- TASK TO CARRY OUT: Repeat every item below word for word, but leave out the pictures.

>> begin DATA TO PROCESS

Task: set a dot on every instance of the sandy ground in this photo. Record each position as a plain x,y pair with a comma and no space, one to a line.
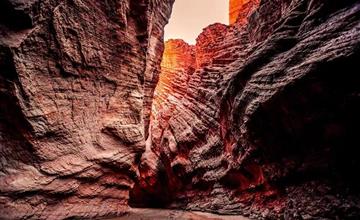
164,214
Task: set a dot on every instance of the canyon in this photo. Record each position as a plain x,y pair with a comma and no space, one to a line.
98,115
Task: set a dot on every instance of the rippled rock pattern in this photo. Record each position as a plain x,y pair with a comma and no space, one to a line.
259,118
76,85
267,124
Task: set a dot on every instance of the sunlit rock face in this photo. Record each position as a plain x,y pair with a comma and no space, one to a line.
76,87
240,10
265,124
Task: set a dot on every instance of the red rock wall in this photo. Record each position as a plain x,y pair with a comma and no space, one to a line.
75,91
258,128
240,10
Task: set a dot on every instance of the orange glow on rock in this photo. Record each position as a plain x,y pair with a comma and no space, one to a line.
240,10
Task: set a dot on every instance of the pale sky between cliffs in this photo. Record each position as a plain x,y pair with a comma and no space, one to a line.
190,17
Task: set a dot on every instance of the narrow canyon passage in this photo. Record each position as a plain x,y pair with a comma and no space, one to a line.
105,113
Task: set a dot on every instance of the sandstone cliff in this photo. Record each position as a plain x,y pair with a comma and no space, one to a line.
76,85
259,118
267,122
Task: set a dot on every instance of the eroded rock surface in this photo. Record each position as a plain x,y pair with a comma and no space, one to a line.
259,118
76,85
266,124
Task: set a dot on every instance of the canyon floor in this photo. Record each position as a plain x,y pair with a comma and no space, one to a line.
167,214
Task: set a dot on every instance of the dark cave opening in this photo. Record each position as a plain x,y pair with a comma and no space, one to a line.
315,127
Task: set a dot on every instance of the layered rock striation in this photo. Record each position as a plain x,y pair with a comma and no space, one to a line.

>> end DATA TO PROCESS

- SOLUTION TO THIS PROBLEM:
Task: set a dot on every instance of the sandy ground in this photo. Record each position as a plain x,y pair with a comma and no space, one to a line.
164,214
Task: set a dot on every instance of the canyon in this photo. Record each position as a plain x,y pair with a comma and no space, one to a line.
98,115
Task: set a dot on every instance of the rippled rock pattern in this photo. Record each position as a plain x,y pair with a comma and no space, one to a line.
259,118
76,85
267,124
Task: set a dot on every instance of the sunlit rock face in this photo. Record each position as a plain x,y pair with a comma and no space, one to a line.
76,87
240,10
265,124
Task: set a dot on every instance of the red rock wall in this photo. Record each position as a plain x,y pair with a comma and no space, one to a line.
75,91
258,128
240,10
Task: set a dot on every instance of the orange glow on rock in this photo. Record each position as a plain x,y pair with a comma and no space, one to a line.
240,10
Task: set a dot on every instance of the pale sky between cliffs in this photo. Record each position as a plain x,y pair with a comma and no space, one to a line.
190,17
Task: set a dot on every instance of the narrow canyon passage in this photo. Record each position as a plain x,y pair with a comma and no space, one to a line.
105,113
Task: set a dot on every instance of the sandstone cliff in this photo. Record each position as a plain x,y pair with a comma and no space, one to a line.
76,85
259,118
267,122
Task: set a dot on every instance of the eroded rock surface in this photo. Record each position as a plain x,y pair with a comma and no space, one to a line.
259,118
76,85
266,124
Task: set a dot on every instance of the canyon floor in this photo. Record each position as a plain x,y pair with a comma and no space, one to a line.
167,214
Task: set a dot on every instance of the dark cave opening in this photo. Record each position as a plain x,y pair with a comma and no space, one to a line.
315,127
Task: set a dot on every instance of the layered rock striation in this photo. Record each position as a plain x,y pair with a comma and no space, one to a line.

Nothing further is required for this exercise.